Recorded data
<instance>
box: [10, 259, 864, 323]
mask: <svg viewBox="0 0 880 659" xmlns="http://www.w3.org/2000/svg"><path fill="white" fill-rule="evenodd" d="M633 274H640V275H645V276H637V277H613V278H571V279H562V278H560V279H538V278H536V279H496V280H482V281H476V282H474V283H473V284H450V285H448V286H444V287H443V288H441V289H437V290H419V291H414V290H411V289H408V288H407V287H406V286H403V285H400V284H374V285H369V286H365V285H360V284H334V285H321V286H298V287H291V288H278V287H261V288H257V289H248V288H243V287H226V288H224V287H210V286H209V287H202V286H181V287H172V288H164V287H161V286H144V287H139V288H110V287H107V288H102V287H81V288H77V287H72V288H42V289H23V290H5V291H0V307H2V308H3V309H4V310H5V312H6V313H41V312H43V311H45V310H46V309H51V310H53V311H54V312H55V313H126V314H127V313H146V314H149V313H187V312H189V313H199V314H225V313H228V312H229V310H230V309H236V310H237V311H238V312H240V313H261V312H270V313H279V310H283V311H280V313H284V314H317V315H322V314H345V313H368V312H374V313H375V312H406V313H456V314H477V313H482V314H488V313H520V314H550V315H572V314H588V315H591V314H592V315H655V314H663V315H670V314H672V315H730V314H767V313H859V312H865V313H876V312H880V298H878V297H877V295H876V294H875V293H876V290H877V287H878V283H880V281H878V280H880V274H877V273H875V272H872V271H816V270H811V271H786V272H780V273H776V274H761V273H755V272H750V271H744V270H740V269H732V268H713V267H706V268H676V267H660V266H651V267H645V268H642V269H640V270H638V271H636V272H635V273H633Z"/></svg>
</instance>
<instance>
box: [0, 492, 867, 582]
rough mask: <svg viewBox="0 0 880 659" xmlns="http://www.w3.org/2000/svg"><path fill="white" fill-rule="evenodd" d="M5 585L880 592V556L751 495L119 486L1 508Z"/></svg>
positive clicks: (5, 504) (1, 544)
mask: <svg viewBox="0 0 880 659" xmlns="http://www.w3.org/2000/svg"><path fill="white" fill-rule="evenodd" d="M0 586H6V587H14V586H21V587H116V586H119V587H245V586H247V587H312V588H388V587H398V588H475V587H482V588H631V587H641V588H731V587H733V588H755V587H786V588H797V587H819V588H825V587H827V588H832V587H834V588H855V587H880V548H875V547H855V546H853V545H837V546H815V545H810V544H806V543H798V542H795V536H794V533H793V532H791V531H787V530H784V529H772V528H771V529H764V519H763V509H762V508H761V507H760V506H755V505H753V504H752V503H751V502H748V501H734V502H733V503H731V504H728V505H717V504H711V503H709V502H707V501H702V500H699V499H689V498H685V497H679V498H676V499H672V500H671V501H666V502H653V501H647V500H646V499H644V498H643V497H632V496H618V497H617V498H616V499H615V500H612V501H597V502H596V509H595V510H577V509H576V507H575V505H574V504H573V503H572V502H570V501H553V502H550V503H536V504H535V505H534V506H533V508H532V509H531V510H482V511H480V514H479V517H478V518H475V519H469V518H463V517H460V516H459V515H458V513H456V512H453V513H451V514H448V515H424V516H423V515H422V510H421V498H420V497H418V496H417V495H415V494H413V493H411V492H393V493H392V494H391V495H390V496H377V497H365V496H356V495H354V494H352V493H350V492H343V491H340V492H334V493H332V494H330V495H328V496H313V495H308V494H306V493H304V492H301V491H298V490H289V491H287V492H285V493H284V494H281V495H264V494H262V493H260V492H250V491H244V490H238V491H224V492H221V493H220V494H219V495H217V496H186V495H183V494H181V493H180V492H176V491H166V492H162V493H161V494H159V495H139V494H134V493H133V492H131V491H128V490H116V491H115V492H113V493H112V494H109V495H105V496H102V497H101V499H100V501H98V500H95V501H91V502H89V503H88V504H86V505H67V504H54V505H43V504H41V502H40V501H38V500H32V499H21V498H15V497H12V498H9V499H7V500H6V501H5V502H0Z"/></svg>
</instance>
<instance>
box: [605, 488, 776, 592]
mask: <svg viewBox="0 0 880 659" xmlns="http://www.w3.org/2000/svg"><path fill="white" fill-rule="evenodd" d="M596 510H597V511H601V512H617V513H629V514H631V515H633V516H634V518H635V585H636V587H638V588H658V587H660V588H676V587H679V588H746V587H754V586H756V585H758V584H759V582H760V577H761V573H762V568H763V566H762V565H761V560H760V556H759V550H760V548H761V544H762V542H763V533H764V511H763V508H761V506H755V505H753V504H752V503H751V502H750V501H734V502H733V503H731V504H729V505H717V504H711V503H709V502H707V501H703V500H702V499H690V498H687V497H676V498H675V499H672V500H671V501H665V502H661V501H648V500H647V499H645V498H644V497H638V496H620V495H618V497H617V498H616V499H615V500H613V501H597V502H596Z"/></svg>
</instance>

Task directions
Please copy the material above line for line, with no changes.

Answer section
<instance>
box: [10, 259, 864, 323]
mask: <svg viewBox="0 0 880 659" xmlns="http://www.w3.org/2000/svg"><path fill="white" fill-rule="evenodd" d="M633 274H640V275H645V276H637V277H613V278H571V279H562V278H560V279H538V278H536V279H496V280H482V281H476V282H474V283H473V284H450V285H448V286H444V287H443V288H441V289H437V290H419V291H414V290H411V289H408V288H407V287H406V286H403V285H400V284H374V285H369V286H365V285H360V284H334V285H321V286H298V287H291V288H278V287H261V288H257V289H248V288H243V287H226V288H224V287H210V286H209V287H202V286H181V287H172V288H164V287H161V286H144V287H139V288H110V287H107V288H102V287H81V288H77V287H72V288H42V289H23V290H5V291H0V307H2V308H3V309H4V310H5V312H6V313H41V312H43V311H45V310H46V309H51V310H53V311H54V312H55V313H126V314H127V313H146V314H149V313H187V312H189V313H199V314H225V313H228V312H229V310H230V309H236V310H237V311H238V312H240V313H261V312H270V313H279V310H283V311H280V313H284V314H317V315H322V314H345V313H368V312H374V313H375V312H406V313H456V314H477V313H482V314H488V313H520V314H550V315H572V314H588V315H591V314H592V315H655V314H663V315H670V314H672V315H730V314H767V313H859V312H865V313H876V312H880V298H878V297H877V295H876V294H875V293H876V290H877V287H878V283H880V281H878V280H880V274H877V273H875V272H872V271H816V270H811V271H786V272H780V273H776V274H761V273H755V272H750V271H744V270H740V269H732V268H713V267H706V268H676V267H660V266H651V267H645V268H642V269H640V270H638V271H636V272H635V273H633Z"/></svg>
</instance>
<instance>
box: [0, 492, 867, 582]
rough mask: <svg viewBox="0 0 880 659" xmlns="http://www.w3.org/2000/svg"><path fill="white" fill-rule="evenodd" d="M5 585L880 592V556L751 495L119 486L1 508Z"/></svg>
positive clicks: (5, 504) (1, 544)
mask: <svg viewBox="0 0 880 659" xmlns="http://www.w3.org/2000/svg"><path fill="white" fill-rule="evenodd" d="M0 586H6V587H14V586H21V587H116V586H119V587H245V586H247V587H312V588H388V587H398V588H475V587H482V588H631V587H641V588H731V587H733V588H755V587H786V588H797V587H819V588H825V587H827V588H832V587H834V588H855V587H880V548H875V547H855V546H853V545H837V546H815V545H810V544H806V543H798V542H795V536H794V533H793V532H791V531H787V530H784V529H772V528H771V529H764V519H763V509H762V508H761V507H760V506H755V505H753V504H752V503H751V502H748V501H734V502H733V503H731V504H728V505H717V504H711V503H709V502H707V501H702V500H699V499H689V498H685V497H679V498H676V499H672V500H671V501H666V502H653V501H647V500H646V499H644V498H643V497H632V496H618V497H617V498H616V499H615V500H612V501H597V502H596V509H595V510H577V509H576V507H575V505H574V504H573V503H572V502H570V501H553V502H550V503H536V504H535V505H534V506H533V508H532V509H531V510H482V511H480V514H479V517H478V518H475V519H469V518H463V517H460V516H459V515H458V513H456V512H453V513H451V514H448V515H424V516H423V515H422V510H421V498H420V497H418V496H417V495H415V494H413V493H411V492H393V493H392V494H391V495H390V496H377V497H365V496H356V495H354V494H352V493H350V492H343V491H340V492H334V493H332V494H330V495H328V496H313V495H308V494H306V493H304V492H301V491H298V490H289V491H287V492H285V493H284V494H281V495H264V494H262V493H260V492H250V491H244V490H238V491H224V492H221V493H220V494H219V495H217V496H186V495H183V494H181V493H180V492H176V491H166V492H162V493H161V494H159V495H139V494H134V493H133V492H131V491H128V490H116V491H115V492H113V493H112V494H109V495H105V496H102V497H101V499H100V501H98V500H95V501H91V502H89V503H88V504H86V505H67V504H54V505H43V504H41V502H40V501H38V500H32V499H21V498H15V497H12V498H9V499H7V500H6V501H5V502H0Z"/></svg>
</instance>
<instance>
box: [605, 488, 776, 592]
mask: <svg viewBox="0 0 880 659" xmlns="http://www.w3.org/2000/svg"><path fill="white" fill-rule="evenodd" d="M596 510H597V511H601V512H617V513H629V514H631V515H633V516H634V518H635V585H636V587H638V588H658V587H660V588H676V587H679V588H746V587H754V586H756V585H758V584H759V582H760V577H761V573H762V568H763V566H762V565H761V560H760V556H759V550H760V548H761V544H762V542H763V533H764V511H763V508H761V506H755V505H753V504H752V503H751V502H750V501H734V502H733V503H731V504H729V505H717V504H711V503H709V502H707V501H703V500H702V499H690V498H687V497H676V498H675V499H672V500H671V501H665V502H661V501H648V500H647V499H645V498H644V497H638V496H620V495H618V497H617V498H616V499H615V500H613V501H597V502H596Z"/></svg>
</instance>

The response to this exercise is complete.